Data shown:
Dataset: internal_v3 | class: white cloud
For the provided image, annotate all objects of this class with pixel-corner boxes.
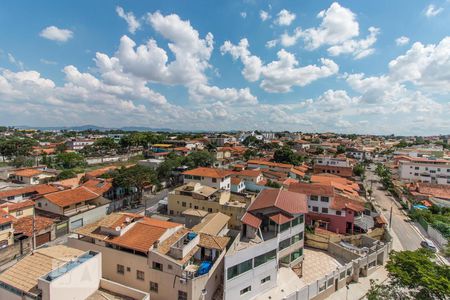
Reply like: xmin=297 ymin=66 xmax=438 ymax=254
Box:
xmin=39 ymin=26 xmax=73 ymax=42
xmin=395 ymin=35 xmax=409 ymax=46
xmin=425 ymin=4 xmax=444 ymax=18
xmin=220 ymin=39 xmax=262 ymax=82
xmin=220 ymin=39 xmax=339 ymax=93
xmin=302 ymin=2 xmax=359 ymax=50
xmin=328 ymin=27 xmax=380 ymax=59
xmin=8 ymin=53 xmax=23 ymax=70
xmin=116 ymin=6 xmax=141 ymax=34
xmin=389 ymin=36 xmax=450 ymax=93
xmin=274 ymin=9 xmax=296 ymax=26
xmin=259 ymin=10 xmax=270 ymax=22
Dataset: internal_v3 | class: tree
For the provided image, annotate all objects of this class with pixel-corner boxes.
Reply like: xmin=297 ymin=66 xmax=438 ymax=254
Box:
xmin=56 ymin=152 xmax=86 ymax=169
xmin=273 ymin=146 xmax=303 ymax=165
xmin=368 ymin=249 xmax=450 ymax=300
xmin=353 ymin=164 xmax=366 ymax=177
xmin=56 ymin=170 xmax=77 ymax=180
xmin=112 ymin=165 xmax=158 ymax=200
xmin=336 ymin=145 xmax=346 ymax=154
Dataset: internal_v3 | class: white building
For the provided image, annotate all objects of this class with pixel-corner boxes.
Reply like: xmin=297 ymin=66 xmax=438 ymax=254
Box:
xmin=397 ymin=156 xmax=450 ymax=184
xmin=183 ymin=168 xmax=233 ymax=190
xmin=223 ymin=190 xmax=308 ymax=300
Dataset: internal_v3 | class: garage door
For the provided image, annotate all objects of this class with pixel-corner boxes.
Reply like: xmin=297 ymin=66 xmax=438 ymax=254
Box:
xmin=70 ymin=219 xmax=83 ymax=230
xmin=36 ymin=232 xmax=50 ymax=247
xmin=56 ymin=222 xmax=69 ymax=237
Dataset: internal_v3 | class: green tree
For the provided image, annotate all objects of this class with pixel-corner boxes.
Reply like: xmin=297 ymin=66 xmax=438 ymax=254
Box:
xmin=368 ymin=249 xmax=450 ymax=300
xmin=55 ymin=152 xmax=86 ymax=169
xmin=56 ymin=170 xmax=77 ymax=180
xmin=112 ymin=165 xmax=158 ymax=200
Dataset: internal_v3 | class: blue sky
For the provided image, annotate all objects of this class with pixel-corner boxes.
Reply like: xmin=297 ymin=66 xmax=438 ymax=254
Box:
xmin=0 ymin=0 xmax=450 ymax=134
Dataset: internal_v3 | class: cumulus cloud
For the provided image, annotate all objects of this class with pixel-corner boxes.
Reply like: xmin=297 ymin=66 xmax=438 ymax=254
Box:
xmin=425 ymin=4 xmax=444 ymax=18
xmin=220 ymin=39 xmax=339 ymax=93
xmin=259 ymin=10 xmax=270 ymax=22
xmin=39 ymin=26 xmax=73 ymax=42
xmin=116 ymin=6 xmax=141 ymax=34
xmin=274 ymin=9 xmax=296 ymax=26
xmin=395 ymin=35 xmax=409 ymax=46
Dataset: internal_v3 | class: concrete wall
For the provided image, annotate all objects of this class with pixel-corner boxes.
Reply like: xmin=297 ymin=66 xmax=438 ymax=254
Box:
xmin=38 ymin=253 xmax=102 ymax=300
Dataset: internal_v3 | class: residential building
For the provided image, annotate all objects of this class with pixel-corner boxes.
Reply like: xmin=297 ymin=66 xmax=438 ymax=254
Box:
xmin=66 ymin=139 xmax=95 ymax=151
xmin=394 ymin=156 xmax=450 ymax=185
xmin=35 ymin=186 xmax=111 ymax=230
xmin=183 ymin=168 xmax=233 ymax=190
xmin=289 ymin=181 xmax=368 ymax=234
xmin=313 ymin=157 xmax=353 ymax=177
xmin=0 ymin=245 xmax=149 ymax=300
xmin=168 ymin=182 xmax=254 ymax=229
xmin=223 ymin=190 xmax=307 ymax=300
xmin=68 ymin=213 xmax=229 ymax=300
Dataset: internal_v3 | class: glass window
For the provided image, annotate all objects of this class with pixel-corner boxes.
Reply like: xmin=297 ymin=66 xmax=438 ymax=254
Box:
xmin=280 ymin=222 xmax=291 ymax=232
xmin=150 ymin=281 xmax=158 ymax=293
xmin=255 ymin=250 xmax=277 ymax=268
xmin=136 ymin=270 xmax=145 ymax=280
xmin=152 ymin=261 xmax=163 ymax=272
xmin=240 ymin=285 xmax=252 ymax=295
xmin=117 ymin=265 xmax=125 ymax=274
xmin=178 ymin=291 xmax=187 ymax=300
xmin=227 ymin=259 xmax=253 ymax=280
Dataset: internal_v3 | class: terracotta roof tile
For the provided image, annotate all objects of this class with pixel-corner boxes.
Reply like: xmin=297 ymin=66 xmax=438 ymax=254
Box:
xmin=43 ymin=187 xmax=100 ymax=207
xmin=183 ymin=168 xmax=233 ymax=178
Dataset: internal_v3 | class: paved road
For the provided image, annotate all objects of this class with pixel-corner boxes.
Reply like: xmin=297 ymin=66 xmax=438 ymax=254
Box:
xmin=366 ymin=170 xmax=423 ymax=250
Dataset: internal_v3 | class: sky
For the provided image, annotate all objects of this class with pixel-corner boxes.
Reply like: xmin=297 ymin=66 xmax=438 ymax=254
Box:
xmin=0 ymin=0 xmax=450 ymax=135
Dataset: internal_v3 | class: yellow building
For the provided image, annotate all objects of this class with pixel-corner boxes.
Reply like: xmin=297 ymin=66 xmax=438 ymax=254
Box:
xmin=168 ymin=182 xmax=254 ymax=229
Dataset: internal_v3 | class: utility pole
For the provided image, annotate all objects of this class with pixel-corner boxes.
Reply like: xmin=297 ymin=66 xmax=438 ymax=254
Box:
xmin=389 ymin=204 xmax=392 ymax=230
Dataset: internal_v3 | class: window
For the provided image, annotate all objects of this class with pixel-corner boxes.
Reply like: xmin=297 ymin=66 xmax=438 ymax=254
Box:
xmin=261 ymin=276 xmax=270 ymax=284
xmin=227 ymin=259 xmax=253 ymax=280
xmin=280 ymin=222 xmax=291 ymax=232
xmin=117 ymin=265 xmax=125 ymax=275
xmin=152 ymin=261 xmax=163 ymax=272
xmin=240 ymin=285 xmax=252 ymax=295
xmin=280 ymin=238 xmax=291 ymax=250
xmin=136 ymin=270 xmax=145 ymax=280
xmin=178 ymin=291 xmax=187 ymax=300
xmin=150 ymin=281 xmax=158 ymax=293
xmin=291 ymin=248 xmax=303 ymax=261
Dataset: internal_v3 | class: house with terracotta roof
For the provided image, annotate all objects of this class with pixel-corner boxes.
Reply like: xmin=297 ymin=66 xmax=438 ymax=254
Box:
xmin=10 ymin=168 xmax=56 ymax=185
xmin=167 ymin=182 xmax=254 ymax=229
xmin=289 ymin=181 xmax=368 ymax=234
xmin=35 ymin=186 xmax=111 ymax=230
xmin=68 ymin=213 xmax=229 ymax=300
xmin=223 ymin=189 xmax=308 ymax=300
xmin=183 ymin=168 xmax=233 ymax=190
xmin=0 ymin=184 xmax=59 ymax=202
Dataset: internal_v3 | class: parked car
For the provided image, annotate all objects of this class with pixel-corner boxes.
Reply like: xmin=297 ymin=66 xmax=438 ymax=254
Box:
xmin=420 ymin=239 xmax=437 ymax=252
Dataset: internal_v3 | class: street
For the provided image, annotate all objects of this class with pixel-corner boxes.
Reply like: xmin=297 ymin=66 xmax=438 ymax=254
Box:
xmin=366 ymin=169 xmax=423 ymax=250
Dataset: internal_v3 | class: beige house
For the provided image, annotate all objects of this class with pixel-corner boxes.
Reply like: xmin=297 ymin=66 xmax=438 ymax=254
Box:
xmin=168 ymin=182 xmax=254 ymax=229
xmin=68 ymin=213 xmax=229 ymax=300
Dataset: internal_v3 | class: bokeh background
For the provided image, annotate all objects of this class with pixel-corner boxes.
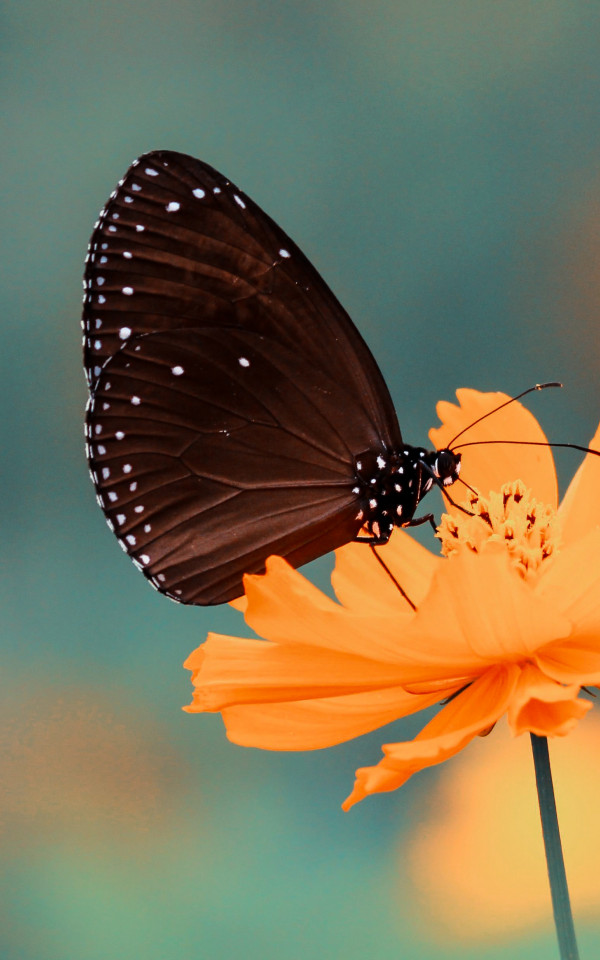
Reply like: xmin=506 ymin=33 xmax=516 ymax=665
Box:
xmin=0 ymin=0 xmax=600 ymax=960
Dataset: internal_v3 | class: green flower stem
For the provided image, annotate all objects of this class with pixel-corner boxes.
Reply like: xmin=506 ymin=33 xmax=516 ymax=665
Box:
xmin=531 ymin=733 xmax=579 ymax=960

Work to be completed: Quote the items word for word, starting with the line that contains "Dataset: internal_v3 | class: utility pole" and going on through the line that contains "xmin=389 ymin=204 xmax=392 ymax=230".

The output:
Dataset: internal_v3 | class: utility pole
For the provided image, annotate all objects of this class with pixel-corner boxes.
Reply like: xmin=297 ymin=66 xmax=438 ymax=254
Box:
xmin=389 ymin=204 xmax=392 ymax=230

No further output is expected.